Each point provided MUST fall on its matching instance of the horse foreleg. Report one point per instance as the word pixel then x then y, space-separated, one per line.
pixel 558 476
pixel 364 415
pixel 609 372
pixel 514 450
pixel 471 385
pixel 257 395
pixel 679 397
━━━━━━
▶ _Exercise prompt_
Please render every line of the records as a numbered list, leaving out any blank lines.

▶ _Solution to this exercise_
1. Each point provided MUST fall on its matching instance of the horse foreleg. Report one point per instance as the word pixel then x then y, space-separated, one per line.
2. pixel 558 476
3. pixel 364 415
4. pixel 609 372
5. pixel 514 450
6. pixel 471 385
7. pixel 257 395
8. pixel 679 397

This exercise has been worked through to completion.